### Excerpted records
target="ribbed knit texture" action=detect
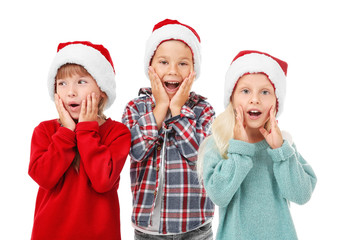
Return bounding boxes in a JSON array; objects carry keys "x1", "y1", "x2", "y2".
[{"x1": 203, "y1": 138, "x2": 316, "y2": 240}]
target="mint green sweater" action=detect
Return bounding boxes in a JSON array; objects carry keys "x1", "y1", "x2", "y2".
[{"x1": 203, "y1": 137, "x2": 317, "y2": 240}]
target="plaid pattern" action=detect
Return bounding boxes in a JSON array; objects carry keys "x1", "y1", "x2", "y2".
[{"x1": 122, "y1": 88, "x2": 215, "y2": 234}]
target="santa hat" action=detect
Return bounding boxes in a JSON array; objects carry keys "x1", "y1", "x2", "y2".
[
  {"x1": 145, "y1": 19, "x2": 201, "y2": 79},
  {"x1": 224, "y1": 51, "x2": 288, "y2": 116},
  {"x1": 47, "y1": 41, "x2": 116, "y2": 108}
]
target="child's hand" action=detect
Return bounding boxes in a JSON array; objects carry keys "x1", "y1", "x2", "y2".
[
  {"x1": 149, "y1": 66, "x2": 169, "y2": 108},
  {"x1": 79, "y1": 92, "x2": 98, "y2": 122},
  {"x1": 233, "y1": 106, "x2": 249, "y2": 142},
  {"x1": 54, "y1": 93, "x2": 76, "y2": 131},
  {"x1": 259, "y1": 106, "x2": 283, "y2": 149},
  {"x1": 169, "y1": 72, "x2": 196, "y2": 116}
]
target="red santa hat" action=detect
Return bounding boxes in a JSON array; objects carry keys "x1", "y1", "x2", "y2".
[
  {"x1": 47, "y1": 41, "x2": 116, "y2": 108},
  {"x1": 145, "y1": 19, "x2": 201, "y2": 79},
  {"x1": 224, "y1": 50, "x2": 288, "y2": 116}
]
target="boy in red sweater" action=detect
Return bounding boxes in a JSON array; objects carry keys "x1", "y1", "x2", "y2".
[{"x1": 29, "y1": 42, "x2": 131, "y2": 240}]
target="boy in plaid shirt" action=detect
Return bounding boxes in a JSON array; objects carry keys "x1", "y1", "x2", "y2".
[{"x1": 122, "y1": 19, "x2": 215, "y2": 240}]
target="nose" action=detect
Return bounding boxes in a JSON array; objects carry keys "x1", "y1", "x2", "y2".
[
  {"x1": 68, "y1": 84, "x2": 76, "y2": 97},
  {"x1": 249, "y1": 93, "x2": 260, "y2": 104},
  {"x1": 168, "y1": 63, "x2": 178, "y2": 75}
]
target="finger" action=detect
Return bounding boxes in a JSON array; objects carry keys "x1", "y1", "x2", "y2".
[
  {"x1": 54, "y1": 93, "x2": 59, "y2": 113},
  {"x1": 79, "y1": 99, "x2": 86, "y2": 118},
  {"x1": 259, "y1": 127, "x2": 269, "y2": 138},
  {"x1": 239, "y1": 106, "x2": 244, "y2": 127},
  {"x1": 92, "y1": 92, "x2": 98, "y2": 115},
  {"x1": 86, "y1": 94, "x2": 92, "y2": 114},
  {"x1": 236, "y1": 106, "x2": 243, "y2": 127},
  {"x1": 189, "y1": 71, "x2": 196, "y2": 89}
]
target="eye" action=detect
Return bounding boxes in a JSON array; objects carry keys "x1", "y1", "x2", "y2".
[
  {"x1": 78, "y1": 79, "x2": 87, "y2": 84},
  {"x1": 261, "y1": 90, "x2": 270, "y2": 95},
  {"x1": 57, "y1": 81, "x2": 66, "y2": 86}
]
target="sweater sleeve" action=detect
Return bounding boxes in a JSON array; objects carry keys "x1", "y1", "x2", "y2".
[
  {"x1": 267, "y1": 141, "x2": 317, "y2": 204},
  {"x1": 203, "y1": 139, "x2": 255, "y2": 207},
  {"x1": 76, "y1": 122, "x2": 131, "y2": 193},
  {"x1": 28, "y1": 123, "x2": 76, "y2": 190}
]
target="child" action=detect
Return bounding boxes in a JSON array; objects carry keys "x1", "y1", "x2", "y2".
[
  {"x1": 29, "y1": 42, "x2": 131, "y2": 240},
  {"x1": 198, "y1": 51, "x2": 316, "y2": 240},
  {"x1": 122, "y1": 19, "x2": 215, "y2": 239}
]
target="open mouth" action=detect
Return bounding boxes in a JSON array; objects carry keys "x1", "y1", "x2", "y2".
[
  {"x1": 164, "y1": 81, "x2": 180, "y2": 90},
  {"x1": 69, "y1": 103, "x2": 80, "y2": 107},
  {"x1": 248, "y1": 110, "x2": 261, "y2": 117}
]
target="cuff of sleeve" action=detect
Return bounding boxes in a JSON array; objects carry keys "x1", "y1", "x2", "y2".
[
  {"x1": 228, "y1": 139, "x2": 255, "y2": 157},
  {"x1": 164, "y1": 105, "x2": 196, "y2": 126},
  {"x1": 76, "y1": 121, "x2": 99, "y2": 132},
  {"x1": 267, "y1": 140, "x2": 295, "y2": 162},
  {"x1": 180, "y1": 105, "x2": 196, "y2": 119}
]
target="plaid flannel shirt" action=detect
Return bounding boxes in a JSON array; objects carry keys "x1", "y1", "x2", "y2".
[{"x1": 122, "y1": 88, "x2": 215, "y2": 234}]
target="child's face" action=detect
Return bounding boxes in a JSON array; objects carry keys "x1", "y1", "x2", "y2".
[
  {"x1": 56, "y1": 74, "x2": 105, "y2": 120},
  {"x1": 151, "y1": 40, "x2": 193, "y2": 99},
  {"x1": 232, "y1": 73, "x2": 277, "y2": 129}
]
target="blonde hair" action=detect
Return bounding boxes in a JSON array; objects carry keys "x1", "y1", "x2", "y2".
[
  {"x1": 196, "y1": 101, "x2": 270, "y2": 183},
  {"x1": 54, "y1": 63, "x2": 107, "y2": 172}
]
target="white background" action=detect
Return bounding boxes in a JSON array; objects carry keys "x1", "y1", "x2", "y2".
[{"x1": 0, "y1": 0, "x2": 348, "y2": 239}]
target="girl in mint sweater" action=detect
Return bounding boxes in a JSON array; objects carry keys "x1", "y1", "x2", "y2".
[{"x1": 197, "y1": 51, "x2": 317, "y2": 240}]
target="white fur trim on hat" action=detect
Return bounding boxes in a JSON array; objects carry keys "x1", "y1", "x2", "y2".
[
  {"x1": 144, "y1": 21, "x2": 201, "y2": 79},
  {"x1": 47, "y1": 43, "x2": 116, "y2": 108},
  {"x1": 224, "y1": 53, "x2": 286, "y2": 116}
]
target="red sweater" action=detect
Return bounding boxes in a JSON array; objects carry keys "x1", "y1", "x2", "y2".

...

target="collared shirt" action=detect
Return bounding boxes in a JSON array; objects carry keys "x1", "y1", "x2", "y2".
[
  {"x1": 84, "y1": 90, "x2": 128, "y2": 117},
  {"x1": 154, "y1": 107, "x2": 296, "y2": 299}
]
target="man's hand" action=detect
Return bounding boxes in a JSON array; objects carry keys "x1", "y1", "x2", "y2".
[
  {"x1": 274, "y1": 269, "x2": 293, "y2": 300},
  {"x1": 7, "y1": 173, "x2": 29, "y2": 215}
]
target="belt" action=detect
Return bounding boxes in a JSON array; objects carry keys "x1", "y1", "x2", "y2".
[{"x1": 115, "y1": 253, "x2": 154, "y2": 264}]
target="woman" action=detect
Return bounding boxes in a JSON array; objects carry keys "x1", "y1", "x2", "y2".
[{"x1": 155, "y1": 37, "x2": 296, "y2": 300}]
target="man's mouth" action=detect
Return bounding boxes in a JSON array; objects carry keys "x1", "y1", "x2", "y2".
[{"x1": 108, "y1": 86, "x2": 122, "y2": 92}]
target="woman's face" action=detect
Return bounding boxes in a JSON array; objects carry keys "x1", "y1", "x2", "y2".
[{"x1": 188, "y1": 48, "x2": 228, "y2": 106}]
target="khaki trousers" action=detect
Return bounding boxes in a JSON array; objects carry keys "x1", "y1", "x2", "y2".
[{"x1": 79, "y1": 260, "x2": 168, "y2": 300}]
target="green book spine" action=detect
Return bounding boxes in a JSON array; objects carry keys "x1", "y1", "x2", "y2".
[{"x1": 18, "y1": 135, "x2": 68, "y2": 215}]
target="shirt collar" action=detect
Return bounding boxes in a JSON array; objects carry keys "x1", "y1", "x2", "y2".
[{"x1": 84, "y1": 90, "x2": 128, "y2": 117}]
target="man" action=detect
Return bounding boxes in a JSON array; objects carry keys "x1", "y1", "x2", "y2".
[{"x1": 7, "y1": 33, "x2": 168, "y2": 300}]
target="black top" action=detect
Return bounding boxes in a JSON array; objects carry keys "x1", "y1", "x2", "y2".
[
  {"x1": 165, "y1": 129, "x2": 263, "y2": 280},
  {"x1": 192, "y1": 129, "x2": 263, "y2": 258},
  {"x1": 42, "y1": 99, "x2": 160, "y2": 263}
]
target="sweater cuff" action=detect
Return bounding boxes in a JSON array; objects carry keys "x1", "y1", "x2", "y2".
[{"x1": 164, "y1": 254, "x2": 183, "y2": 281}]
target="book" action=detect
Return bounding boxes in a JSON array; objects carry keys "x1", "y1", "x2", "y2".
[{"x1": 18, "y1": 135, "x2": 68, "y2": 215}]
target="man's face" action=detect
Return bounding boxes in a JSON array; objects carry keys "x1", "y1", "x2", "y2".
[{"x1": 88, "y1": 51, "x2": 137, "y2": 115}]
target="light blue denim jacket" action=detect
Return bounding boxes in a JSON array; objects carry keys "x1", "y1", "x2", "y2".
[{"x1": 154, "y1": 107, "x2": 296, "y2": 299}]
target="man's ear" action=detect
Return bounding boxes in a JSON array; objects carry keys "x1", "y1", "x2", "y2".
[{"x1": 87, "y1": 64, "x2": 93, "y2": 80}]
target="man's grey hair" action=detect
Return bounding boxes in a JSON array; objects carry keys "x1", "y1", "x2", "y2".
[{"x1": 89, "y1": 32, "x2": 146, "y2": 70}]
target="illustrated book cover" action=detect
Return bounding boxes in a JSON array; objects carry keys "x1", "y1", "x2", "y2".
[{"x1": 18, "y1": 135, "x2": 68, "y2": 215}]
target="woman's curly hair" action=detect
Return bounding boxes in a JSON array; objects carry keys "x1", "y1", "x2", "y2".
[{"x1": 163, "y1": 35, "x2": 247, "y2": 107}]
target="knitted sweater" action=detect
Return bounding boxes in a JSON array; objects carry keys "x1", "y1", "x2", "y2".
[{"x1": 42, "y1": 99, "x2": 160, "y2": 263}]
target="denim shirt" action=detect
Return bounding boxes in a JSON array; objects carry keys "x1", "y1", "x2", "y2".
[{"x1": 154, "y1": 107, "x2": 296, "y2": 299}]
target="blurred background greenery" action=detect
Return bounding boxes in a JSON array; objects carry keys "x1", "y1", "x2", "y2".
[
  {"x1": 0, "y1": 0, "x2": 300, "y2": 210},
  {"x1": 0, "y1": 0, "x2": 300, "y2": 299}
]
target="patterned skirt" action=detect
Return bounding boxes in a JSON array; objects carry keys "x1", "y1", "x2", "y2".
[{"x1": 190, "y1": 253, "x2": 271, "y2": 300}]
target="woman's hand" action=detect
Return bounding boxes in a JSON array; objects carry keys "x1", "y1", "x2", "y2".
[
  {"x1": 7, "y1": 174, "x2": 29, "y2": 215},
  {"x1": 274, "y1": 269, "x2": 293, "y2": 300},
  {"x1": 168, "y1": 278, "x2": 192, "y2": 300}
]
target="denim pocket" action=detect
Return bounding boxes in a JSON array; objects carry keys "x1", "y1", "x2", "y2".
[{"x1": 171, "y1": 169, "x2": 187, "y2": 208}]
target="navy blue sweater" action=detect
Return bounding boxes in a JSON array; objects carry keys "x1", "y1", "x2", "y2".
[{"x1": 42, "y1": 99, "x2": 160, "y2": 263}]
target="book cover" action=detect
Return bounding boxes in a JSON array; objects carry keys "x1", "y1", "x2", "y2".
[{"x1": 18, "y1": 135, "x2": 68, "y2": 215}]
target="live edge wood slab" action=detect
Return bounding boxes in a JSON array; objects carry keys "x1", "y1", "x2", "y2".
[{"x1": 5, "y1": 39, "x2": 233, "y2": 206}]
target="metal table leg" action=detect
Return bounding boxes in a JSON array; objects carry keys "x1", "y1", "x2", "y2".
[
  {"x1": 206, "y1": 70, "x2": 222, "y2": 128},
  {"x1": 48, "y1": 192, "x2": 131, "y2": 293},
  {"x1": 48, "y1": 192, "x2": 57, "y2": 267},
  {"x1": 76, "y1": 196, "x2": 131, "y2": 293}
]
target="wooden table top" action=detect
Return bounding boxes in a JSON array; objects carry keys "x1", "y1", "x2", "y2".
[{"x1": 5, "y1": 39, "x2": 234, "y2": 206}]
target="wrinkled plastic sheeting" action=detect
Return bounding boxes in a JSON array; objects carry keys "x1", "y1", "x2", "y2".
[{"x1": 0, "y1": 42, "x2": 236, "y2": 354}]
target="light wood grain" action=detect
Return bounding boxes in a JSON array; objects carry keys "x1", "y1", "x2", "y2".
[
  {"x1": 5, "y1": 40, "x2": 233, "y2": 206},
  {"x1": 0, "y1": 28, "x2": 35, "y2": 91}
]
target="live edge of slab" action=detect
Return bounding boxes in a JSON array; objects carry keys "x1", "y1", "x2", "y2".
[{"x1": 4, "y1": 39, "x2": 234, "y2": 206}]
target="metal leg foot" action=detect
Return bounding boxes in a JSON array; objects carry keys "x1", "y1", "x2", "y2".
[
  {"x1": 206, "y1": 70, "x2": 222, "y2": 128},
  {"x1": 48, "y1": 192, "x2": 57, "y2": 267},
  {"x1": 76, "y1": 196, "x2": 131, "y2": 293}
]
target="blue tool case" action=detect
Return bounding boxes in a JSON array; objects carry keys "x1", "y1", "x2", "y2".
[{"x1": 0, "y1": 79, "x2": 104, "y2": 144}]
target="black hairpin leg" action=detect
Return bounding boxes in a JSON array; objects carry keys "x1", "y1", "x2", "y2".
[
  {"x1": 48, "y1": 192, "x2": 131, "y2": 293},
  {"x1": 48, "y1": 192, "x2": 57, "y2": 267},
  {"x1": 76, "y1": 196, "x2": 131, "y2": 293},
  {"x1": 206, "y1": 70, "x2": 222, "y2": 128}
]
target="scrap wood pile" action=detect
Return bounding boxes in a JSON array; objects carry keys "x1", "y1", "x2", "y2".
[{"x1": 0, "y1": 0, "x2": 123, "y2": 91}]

...

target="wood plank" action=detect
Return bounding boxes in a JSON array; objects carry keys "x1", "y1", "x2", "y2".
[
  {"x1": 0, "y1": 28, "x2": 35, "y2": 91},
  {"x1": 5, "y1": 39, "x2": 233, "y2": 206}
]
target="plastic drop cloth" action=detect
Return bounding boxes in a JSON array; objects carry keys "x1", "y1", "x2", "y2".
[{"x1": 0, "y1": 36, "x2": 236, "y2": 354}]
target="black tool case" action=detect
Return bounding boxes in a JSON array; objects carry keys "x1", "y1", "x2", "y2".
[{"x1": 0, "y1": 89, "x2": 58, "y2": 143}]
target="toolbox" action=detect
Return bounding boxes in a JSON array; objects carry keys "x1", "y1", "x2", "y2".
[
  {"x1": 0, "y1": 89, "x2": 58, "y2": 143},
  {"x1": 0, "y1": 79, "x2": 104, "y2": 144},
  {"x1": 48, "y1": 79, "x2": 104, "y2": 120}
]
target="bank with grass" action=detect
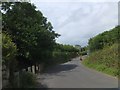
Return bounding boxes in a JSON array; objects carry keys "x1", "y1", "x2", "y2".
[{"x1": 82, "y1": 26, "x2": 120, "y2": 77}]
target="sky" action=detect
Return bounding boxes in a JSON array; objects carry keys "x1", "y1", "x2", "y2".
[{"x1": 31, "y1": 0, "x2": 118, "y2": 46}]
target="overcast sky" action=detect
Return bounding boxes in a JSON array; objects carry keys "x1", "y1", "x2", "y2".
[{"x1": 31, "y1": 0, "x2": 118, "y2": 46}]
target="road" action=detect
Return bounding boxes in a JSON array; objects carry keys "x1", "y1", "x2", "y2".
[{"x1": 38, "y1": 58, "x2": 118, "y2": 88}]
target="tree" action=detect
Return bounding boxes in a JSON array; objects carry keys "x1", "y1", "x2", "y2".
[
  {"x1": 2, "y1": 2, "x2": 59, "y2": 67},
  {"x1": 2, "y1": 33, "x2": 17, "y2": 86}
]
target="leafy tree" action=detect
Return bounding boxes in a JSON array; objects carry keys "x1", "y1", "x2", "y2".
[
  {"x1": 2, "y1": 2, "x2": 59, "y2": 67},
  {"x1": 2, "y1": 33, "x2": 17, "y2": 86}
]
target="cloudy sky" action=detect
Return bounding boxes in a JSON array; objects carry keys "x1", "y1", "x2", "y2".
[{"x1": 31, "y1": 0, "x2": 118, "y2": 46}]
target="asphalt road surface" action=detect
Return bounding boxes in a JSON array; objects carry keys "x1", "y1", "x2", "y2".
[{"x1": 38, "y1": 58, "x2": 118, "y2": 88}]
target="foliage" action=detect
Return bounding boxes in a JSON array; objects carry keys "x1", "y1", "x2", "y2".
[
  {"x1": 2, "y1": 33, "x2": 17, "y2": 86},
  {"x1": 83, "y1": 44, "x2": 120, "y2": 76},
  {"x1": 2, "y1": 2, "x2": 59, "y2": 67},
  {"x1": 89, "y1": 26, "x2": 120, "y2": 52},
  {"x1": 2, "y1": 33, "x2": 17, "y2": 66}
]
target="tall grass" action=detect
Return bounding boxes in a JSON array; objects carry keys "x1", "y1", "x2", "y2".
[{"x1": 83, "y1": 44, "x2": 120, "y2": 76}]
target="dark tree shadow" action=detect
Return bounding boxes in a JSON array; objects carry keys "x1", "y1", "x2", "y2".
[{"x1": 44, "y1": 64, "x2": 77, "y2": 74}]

### Task
Find and copy out every line of the material that contains the word "background".

### Task answer
target="white background" action=detect
target="blurred background greenery" action=detect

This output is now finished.